◆ Extracted text ◆
========================================

Are you passing on love or are you passing on pain? Heal your pain and pass on love.

Five

A friend and I were watching a girl on our tennis team play an opponent from another school.

“Damn, she’s such a five,” my friend said to me.

“What do you mean, “she’s a five”? I asked.

“She’s so even keel and unflappable, ” my friend said.

“Yeah, you’re right she doesn’t play emotionally. She keeps her composure. She never gets “too high with the highs, and too low with the lows”, I said.

“Exactly,” my friend said. “I’m Italian and I’m menopausal. I’m not a five. At all.”

“I’m not Italian and yet I’ve never been a five,” I said. “I’m a five until something sets me off, and then I go from five to ten in nanoseconds,” I said, not so proudly.

We watched the “five” girl, play her match. Her matches tend to be long and close, but she almost always wins them. She never tries too many fancy shots. She remains steady and even and reliable and determined and polite and kind and pleasant. She just stays focused on winning each point. Nothing seems to phase her.

When Five (I’ll call her that for now on) got off the court, I congratulated her on her long, hard-earned win and I relayed what my friend and I noticed about Five. “Is that your natural state? Do you have to work on being so calm, cool and collected? Are you always so self-possessed?” I peppered her with questions. I, a middle-aged Five-to-Ten-Rocket, was trying to learn skills from a young adult solid, locked-in Five.

“I think that’s just how I am. I don’t see the point in getting upset about anything,” Five answered. Then she smiled at me sweetly and handed me a Snickers bar.

Are you passing on love, or are you passing on pain? Heal your pain and pass on love.

========================================

◆ Raw data ◆
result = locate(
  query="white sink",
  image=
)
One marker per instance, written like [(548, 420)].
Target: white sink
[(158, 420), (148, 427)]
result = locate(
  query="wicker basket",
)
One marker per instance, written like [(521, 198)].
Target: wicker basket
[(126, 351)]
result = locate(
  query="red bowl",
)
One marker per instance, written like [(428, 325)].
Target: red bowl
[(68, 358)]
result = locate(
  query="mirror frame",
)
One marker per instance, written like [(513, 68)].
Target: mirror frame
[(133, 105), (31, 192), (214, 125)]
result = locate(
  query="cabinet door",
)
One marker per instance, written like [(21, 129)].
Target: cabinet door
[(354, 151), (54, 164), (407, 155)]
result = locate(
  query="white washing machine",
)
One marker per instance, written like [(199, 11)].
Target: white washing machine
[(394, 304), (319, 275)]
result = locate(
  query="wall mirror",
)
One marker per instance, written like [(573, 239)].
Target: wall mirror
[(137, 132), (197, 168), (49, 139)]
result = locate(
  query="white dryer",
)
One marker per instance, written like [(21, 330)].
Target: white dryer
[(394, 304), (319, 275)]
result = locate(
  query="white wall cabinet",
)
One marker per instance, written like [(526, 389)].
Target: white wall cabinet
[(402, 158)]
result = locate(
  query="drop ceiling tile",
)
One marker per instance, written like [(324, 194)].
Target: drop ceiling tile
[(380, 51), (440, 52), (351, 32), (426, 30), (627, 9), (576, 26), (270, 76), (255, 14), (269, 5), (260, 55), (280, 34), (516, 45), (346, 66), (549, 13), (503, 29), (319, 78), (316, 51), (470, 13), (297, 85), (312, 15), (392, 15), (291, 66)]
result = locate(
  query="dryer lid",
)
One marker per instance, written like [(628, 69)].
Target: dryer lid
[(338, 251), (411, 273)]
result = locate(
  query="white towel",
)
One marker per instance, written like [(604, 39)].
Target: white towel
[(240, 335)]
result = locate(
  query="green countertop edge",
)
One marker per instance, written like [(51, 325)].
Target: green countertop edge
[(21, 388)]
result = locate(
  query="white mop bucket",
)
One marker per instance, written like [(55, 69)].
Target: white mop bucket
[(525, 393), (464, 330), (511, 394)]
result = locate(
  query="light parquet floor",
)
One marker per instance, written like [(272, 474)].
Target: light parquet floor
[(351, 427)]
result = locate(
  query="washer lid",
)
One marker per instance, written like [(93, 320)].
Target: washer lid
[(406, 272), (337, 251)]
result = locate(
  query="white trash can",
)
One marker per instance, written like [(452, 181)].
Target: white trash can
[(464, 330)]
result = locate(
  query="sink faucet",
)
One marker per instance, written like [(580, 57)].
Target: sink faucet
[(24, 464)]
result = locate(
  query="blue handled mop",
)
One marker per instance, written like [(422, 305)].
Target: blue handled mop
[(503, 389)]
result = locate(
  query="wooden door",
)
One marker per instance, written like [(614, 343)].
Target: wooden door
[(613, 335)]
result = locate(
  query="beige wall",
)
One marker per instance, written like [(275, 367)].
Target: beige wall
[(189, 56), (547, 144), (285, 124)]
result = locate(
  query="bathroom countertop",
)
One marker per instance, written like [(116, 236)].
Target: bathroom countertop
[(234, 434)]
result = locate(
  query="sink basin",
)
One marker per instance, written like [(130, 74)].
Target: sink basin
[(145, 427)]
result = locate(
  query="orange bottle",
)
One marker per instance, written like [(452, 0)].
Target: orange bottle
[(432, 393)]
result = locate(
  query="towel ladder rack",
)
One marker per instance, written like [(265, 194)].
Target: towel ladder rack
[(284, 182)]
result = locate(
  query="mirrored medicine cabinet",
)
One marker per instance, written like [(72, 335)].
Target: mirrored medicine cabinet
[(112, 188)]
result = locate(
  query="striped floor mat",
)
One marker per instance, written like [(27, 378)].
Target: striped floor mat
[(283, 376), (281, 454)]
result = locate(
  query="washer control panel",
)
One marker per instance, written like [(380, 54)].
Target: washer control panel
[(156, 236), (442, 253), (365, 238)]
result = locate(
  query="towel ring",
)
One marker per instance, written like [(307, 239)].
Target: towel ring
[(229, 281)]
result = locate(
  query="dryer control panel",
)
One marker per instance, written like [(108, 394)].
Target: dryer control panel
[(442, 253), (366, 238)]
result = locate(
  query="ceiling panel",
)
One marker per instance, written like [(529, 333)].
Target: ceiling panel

========================================

◆ The exercise ◆
From the tennis essay above, reproduce word for word the passage starting with "We watched the" and going on through "to phase her.".

◆ Task result ◆
We watched the “five” girl, play her match. Her matches tend to be long and close, but she almost always wins them. She never tries too many fancy shots. She remains steady and even and reliable and determined and polite and kind and pleasant. She just stays focused on winning each point. Nothing seems to phase her.